**GIVEN ENTRIES:**
——

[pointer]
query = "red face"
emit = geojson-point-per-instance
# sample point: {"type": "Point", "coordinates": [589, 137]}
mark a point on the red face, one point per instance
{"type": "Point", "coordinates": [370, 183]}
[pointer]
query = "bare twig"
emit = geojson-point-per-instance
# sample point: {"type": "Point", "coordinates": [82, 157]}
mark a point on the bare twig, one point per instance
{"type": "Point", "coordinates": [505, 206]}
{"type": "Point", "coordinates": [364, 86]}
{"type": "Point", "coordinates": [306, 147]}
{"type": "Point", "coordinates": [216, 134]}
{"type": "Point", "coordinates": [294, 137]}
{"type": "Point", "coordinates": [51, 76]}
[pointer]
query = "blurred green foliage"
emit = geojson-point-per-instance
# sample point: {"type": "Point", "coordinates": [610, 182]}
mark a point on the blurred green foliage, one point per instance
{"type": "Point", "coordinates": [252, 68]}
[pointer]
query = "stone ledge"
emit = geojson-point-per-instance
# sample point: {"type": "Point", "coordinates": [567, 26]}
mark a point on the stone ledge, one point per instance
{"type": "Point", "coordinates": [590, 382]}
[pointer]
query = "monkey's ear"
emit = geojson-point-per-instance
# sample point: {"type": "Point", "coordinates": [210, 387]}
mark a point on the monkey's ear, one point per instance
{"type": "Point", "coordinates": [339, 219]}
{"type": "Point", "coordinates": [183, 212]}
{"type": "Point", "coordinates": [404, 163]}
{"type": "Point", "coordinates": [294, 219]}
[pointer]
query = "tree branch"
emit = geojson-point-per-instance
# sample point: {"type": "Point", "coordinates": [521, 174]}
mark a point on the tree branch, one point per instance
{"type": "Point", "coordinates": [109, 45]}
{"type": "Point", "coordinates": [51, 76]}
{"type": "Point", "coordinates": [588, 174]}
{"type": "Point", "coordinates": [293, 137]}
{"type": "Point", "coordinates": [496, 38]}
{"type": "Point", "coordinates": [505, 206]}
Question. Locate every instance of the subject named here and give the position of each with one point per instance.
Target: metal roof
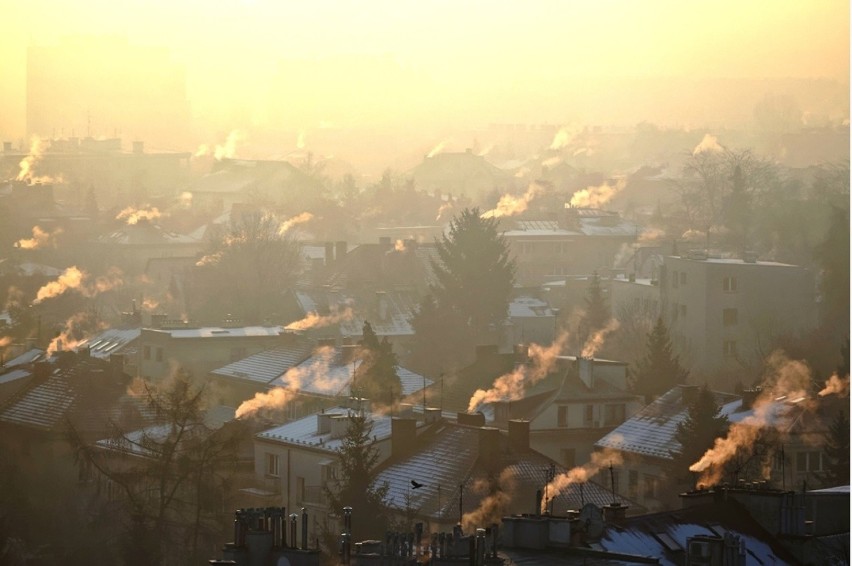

——

**EXERCISE DESCRIPTION:** Rewrite all the lines above as a Markdown table with the columns Number and Line, one numbered row per line, skipping any blank lines. Omit the pictures.

**WRITTEN RESPONSE:**
| Number | Line |
|---|---|
| 1 | [pointer] |
| 2 | query = "red face" |
| 3 | emit = geojson-point-per-instance |
| 4 | # sample point: {"type": "Point", "coordinates": [589, 137]} |
| 5 | mark a point on the red face, one point per instance |
| 6 | {"type": "Point", "coordinates": [370, 183]} |
| 7 | [pointer] |
| 8 | query = "bare twig" |
| 9 | emit = geojson-point-per-instance |
| 10 | # sample point: {"type": "Point", "coordinates": [82, 157]} |
| 11 | mark a point on the bare twig, one point per instance |
| 12 | {"type": "Point", "coordinates": [505, 206]} |
| 13 | {"type": "Point", "coordinates": [364, 86]} |
| 14 | {"type": "Point", "coordinates": [306, 147]} |
| 15 | {"type": "Point", "coordinates": [216, 134]} |
| 16 | {"type": "Point", "coordinates": [294, 137]} |
| 17 | {"type": "Point", "coordinates": [51, 76]} |
| 18 | [pointer] |
| 19 | query = "blurred green foliage" |
| 20 | emit = geojson-point-per-instance |
| 21 | # sample point: {"type": "Point", "coordinates": [610, 182]} |
| 22 | mark a point on the blurred green foliage, one point per instance |
| 23 | {"type": "Point", "coordinates": [252, 68]} |
| 24 | [pointer] |
| 25 | query = "stone ledge" |
| 26 | emit = geojson-point-per-instance |
| 27 | # sample point: {"type": "Point", "coordinates": [567, 26]} |
| 28 | mark a point on the stone ledge, one point per instance |
| 29 | {"type": "Point", "coordinates": [590, 382]} |
| 30 | [pointer] |
| 31 | query = "monkey's ear" |
| 32 | emit = geojson-point-per-instance |
| 33 | # sample point: {"type": "Point", "coordinates": [210, 387]} |
| 34 | mark a point on the monkey's ear, one point per instance |
| 35 | {"type": "Point", "coordinates": [339, 219]} |
| 36 | {"type": "Point", "coordinates": [183, 212]} |
| 37 | {"type": "Point", "coordinates": [404, 163]} |
| 38 | {"type": "Point", "coordinates": [294, 219]} |
| 39 | [pointer] |
| 40 | query = "tree branch" |
| 41 | emit = geojson-point-per-instance |
| 42 | # sample point: {"type": "Point", "coordinates": [521, 174]} |
| 43 | mark a point on the tree branch, one point per instance |
| 44 | {"type": "Point", "coordinates": [109, 45]} |
| 45 | {"type": "Point", "coordinates": [51, 76]} |
| 46 | {"type": "Point", "coordinates": [588, 174]} |
| 47 | {"type": "Point", "coordinates": [293, 137]} |
| 48 | {"type": "Point", "coordinates": [496, 38]} |
| 49 | {"type": "Point", "coordinates": [505, 206]} |
| 50 | Question. Locate every instance of the subject named here and give the position of each with one point per instance. |
| 51 | Target: metal roof |